**Gegeven tekst:**
★ ★ ★ ★
Susa


Decoratie van het paleis van Darius
Susa (elamitisch Šušun, sumerisch-akkadisch Šušin(a), oudperzisch 'Çūšā', hebreeuws Šûšan, grieks τὰ Σοῦσα), tot 639 vC hoofdstad van het elamitische rijk, van ca. 520 tot 330 vC een der residenties van de perzische dynastie der Achaemeniden.

(I) Het huidige dorp Šuš, ruim 300 km ten westen van Isfahān, is geleidelijk aan ontstaan (grootste uitbreiding in de tweede helft van deze eeuw) in de langwerpige, open ruimte tussen de westflank van de ruïnestad en de oostoever van de Sa'ur, een bijrivier van de Ab-e Diz; in het centrum staat het 'Graf van de profeet Daniël', een sjiitisch heiligdom uit de 14e eeuw, dat druk bezocht wordt als bedevaartsoord. De vier tells waaruit de oude stad bestaat worden aangeduid met de terminologie der eerste franse opgravers: de 'acropolis' in het westen, de Apadana in het noorden, de 'Ville Royale' in het oosten (met de 'Donjon' op de zuidflank) en de 'Ville des Artisans' ten oosten van de 'Ville Royale'. De eerste onderzoekers waren, rond het midden van de vorige eeuw, de Engelsen W. F. Williams en W. K. Loftus. Het franse echtpaar Marcel en Jane Dieulafoy verrichtte er van 1884 tot 1886 archeologisch werk. Vanaf 1897 tot op heden onderneemt de Délégation Archéologique Française en Iran er - afgezien van onderbrekingen in oorlogstijd - jaarlijkse, in den beginne grootscheepse, opgravingscampagnes. De leiding berustte achtereenvolgens bij J. de Morgan (tot 1908), R. de Mecquenem (1908-1946), R. Ghirshman (1947-1967), M. J. Steve (1967-68) en J. Perrot (sedert 1968). De gebreken die kleefden aan het werk van de oudere onderzoekers, zowel bij het opgraven als bij het registreren der vondsten, zijn er de oorzaak van dat veel gegevens reddeloos verloren zijn gegaan.
★ ★ ★ ★
Opgeslagen items

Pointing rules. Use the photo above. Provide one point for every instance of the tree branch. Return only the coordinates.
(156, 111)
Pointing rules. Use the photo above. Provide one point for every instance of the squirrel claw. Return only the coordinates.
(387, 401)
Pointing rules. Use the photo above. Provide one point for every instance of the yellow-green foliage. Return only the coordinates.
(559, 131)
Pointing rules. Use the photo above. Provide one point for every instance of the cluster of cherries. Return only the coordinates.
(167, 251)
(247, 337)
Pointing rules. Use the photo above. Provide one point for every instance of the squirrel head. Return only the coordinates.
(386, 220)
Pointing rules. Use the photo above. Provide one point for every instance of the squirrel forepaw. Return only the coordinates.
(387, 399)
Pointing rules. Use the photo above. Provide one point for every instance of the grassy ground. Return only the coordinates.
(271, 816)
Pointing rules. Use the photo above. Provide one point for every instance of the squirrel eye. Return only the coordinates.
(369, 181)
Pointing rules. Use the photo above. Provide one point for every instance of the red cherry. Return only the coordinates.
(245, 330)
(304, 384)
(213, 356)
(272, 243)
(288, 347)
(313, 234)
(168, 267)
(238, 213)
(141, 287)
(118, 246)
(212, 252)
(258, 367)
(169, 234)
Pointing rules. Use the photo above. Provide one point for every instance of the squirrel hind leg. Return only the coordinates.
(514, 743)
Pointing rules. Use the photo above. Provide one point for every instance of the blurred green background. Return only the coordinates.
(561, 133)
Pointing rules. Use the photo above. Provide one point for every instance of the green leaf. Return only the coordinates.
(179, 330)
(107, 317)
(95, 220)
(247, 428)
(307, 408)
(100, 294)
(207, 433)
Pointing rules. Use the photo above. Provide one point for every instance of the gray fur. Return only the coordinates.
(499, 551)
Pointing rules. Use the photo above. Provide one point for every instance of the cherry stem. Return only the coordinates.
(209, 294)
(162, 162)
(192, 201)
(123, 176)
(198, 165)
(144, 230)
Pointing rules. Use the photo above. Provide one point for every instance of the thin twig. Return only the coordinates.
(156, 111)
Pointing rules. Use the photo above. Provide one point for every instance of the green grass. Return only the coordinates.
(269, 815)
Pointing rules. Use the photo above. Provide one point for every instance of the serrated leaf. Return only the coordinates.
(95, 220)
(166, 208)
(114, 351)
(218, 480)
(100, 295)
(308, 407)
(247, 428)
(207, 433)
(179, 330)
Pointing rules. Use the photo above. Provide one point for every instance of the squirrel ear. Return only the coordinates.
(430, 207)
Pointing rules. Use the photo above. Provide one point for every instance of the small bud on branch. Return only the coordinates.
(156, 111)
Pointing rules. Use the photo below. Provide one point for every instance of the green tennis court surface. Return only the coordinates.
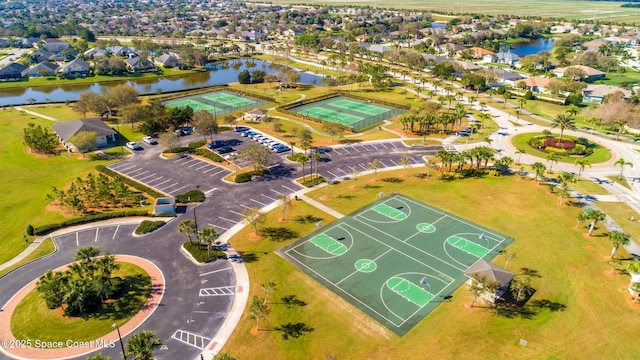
(217, 102)
(352, 113)
(396, 260)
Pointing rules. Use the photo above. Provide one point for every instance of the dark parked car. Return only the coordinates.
(217, 144)
(224, 150)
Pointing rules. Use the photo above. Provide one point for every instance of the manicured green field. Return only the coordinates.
(33, 320)
(574, 296)
(571, 9)
(28, 179)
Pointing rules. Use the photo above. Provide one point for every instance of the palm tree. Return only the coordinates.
(375, 165)
(141, 345)
(404, 161)
(258, 310)
(563, 121)
(617, 238)
(187, 227)
(267, 288)
(538, 169)
(622, 164)
(519, 152)
(552, 158)
(208, 235)
(581, 163)
(86, 253)
(285, 201)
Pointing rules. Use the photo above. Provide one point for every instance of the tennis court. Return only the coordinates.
(396, 260)
(352, 113)
(217, 102)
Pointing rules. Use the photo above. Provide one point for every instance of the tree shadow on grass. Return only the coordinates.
(132, 299)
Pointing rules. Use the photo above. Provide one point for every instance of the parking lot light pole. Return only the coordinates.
(124, 354)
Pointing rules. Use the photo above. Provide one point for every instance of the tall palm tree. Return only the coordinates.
(563, 121)
(187, 227)
(538, 170)
(617, 238)
(581, 163)
(622, 164)
(141, 345)
(552, 158)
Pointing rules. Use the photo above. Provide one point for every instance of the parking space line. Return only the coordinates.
(217, 226)
(164, 182)
(178, 189)
(229, 220)
(258, 202)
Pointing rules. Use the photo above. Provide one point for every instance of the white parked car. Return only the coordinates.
(134, 145)
(149, 140)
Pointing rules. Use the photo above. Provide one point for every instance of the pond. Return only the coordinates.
(532, 47)
(222, 73)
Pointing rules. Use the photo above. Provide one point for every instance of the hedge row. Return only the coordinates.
(134, 184)
(245, 177)
(45, 229)
(147, 226)
(190, 196)
(209, 155)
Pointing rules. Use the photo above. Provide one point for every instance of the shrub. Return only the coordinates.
(209, 155)
(148, 226)
(565, 144)
(313, 182)
(199, 252)
(134, 184)
(555, 150)
(45, 229)
(190, 196)
(196, 144)
(245, 177)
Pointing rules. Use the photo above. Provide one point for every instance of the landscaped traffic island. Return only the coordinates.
(72, 310)
(564, 148)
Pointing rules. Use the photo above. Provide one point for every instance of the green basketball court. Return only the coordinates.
(396, 260)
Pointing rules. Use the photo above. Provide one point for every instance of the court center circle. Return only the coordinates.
(426, 228)
(366, 265)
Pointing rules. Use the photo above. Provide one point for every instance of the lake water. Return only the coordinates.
(533, 47)
(224, 73)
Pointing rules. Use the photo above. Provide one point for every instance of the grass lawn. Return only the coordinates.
(600, 154)
(44, 249)
(61, 112)
(587, 304)
(622, 214)
(28, 179)
(33, 320)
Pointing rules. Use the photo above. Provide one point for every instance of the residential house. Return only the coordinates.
★ ★ ★ ★
**Schriftelijke opdrachten:**
• A. Citeer uit de tekst over Susa letterlijk het gedeelte dat begint bij "Decoratie van het" en eindigt bij "dynastie der Achaemeniden.".
• B. Wie had volgens de tekst over Susa van 1908 tot 1946 de leiding over de opgravingen?
• C. Schrijf de tekst over Susa verder, vanaf het punt waar die ophoudt.

**Antwoorden:**
• A.
Decoratie van het paleis van Darius
Susa (elamitisch Šušun, sumerisch-akkadisch Šušin(a), oudperzisch 'Çūšā', hebreeuws Šûšan, grieks τὰ Σοῦσα), tot 639 vC hoofdstad van het elamitische rijk, van ca. 520 tot 330 vC een der residenties van de perzische dynastie der Achaemeniden.

• B. R. de Mecquenem.

• C.
(II) Het elamitische rijk, dat op zijn hoogtepunt het grootste deel van Zuid-lran omvatte, kan - met F. Vallat - het best gezien worden als een confederatie van vier geopolitieke eenheden:

1. Haltamti (in de elamitische bronnen; Elam in de mesopotamische teksten), de hoogvlakte van de huidige provincie Färs. Bij recente opgravingen op Tell-i Malyān ten noorden van Persepolis zijn resten van de oude hoofdstad Ansan teruggevonden. Doordat deze opgravingen in hun beginstadium onderbroken werden en de resultaten slechts uit enkele preliminaire berichten bekend zijn, blijven we vooralsnog eenzijdig voorgelicht door documenten, zowel schriftelijke als materiële, die in overgrote meerheid uit S. afkomstig zijn. Hoofdgodenpaar van Ansan waren Napiriša en Kiririša; verder zijn te vermelden Simut en zijn paredra Manzat.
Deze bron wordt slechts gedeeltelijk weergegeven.